▶ **練習問題**:
[A] 説教の抜粋の筆者が、以前はルカ10:42の箇所をあまり好きではなかったのはなぜか。抜粋に述べられた理由を一、二文で説明しなさい。
[B] 説教の抜粋によると、マルタとマリヤの姉妹のうち、姉はどちらか。
[C] 説教の抜粋の最後にある見出し「あなたも行って同じようにしなさい」の後から、その続きを書き継ぎなさい。

私が子供の頃のエピソードなのですが、ある日両親に連れられて、駅前のデパートに出かけた時のことです。私は父の手を握っていたはずだったのですが、雑踏の中で、どう間違えたのか、いつの間にか他人の手を握って歩いていました。その人も驚きましたが、私も驚き、必死に両親を探して店中を歩き回りました。両親も必死で探してくれたようで、どれくらい時が流れたでしょう、やがて私を見つけ出してくれました。

神様は、神様の元を離れたあなたを捜し求めています。神様は、あなたを愛し、共に歩み、永遠へと導こうとしておられます。だから、神様の元を離れてはいけません。神様の手を握り締め、どこまでもついて行くなら、私たちの未来は確かにされるのです。

ペニンスラ・フリーメソジスト教会 日語部牧師
榊原 宣行



2007年02月18日(日) 『無くてならぬもの』

「しかし、無くてならぬものは多くはない。いや、一つだけである。マリヤはその良い方を選んだのだ。そしてそれは、彼女から取り去ってはならないものである」 ルカ10:42

今日の聖句は、イエス様がマリヤとマルタという姉妹の家に訪れた時の会話から引用しました。この時、姉のマルタはイエス様の接待に一生懸命でした。ところが妹のマリヤは、ただイエス様の話に耳を傾けているだけでした。マルタはマリヤに対して苛立ちますが、そこでイエス様がこの言葉をおっしゃったのでした。

私は以前、この箇所があまり好きではありませんでした。一生懸命やったマルタがいさめられ、要領の良いマリヤがほめられている感じがしたからです。でもよく読み込んだ結果、マルタのしたことは否定されているわけではなく、マルタとマリヤのそれぞれの心のあり方に対しての教えがなされているという、そのことに私はようやく気付きました。マルタのしたことは、素晴らしいことです。イエス様に対して奉仕することは、とても尊いことなのです。ですが、その人の目が肝心のイエス様から離れてしまった時に、疲れが生じ、イライラが爆発してしまうのでしょう。ですからイエス様は、「いつでも私を見ているんだよ」とおっしゃったのではないかと思うのです。

私たちは、疲れてくるとイエス様から目を離してしまいがちになります。また、自分の思い通りにならない時、大きな苦難に突き当たった時なども、イエス様から目を離してしまうでしょう。本当はそういう時こそイエス様を見上げる時なのですが、それがなかなか出来ません。そういう現実は、私も体験しているところです。だからこそ、聖書にこの記事があるのだと思います。「いいかい、分かっているようなことだけど、繰り返すよ。ピンチの時にこそ、私を見上げなさい。疲れているからこそ、私を見つめるんだよ」と、イエス様は今日も語りかけておられるのではないでしょうか。主の十字架と復活を見上げ、主の愛を受けて歩み続けましょう。

ペニンスラ・フリーメソジスト教会 日語部牧師
榊原 宣行



2007年02月11日(日) 『あなたも行って同じようにしなさい』

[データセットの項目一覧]
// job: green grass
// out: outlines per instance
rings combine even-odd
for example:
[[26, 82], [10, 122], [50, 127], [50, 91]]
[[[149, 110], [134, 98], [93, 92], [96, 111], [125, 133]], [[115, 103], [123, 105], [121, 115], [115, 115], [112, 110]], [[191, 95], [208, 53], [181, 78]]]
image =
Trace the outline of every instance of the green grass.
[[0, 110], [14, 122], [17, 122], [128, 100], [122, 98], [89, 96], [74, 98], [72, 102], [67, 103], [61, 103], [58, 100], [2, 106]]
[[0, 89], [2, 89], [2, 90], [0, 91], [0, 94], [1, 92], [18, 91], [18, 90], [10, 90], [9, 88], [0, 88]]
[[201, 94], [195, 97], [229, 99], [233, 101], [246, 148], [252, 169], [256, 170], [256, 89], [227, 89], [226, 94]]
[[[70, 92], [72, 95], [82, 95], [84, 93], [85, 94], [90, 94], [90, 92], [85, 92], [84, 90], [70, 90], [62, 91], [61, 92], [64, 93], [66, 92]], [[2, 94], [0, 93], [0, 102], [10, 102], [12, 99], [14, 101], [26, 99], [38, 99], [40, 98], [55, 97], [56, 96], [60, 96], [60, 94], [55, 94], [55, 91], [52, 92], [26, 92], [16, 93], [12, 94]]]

▶ **解答**:
[A] 一生懸命にイエス様をもてなしたマルタがいさめられ、要領の良いマリヤがほめられているように感じたからである。

[B] 姉はマルタである。

[C]
「『心をつくし、精神をつくし、力をつくし、思いをつくして、主なるあなたの神を愛せよ』。また、『自分を愛するように、あなたの隣り人を愛せよ』」 ルカ10:27

聖書は、神様を愛することを教えています。それと同時に、自分を愛し、他者を愛することを教えています。つまり、神様を愛するなら、自分を本当に愛することが出来るようになり、そしてその愛によって他者を愛することが出来るようになると教えているのです。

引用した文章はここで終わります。